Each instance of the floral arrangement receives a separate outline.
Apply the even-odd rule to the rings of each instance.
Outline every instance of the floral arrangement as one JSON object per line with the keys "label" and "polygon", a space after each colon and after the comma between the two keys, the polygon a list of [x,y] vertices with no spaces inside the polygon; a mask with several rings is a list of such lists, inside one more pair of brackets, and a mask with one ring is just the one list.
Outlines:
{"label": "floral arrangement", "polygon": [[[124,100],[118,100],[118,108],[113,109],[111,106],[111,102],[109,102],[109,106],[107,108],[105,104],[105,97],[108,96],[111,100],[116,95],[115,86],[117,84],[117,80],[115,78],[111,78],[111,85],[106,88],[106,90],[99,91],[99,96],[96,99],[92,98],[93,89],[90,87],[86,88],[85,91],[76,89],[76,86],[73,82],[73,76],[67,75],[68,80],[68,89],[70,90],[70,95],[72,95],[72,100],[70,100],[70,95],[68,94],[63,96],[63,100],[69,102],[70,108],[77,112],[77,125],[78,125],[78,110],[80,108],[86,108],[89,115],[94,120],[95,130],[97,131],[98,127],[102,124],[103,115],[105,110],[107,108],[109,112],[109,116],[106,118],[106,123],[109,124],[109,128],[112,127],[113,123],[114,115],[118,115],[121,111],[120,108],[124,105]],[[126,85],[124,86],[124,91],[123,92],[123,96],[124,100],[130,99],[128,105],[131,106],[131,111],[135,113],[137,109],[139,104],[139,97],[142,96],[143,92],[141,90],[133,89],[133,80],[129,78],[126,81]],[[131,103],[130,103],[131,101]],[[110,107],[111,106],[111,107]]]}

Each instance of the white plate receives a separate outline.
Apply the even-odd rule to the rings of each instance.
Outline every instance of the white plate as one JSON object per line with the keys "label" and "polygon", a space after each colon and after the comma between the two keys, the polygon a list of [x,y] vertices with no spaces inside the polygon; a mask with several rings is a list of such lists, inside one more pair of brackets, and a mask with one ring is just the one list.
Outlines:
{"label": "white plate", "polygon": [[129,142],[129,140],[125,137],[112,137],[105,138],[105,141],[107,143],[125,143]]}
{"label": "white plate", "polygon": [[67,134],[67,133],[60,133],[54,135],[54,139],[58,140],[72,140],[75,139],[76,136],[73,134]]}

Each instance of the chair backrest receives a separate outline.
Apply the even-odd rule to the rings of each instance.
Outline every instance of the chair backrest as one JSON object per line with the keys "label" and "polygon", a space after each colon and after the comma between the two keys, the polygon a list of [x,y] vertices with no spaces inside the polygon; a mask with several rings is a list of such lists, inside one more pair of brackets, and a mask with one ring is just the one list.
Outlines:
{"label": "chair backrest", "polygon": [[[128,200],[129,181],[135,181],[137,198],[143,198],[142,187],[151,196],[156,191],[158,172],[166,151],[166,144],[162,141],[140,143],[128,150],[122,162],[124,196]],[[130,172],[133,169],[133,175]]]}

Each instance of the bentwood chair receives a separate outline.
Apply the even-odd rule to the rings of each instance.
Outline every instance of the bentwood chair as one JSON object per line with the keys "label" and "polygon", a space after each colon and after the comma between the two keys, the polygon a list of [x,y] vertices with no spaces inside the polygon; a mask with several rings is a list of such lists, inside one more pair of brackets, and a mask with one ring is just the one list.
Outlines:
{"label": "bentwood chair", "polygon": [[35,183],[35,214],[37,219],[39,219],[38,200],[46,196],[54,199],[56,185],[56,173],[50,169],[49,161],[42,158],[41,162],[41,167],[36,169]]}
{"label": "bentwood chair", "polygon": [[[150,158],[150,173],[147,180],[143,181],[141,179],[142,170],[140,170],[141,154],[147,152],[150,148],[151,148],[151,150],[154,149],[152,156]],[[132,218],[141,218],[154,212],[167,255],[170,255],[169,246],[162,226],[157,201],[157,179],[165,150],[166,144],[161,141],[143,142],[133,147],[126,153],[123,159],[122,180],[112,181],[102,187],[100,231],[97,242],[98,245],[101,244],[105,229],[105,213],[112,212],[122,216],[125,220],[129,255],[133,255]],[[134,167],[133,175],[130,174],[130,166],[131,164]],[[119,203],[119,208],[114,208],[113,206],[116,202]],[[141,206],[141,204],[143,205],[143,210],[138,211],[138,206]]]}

What to produce —
Return every line of the listing that contains the word "separate", matching case.

Task result —
Each instance of the floral arrangement receives a separate outline.
Each instance of the white plate receives a separate outline.
Each instance of the chair backrest receives a separate outline.
Each instance of the bentwood chair receives a separate outline.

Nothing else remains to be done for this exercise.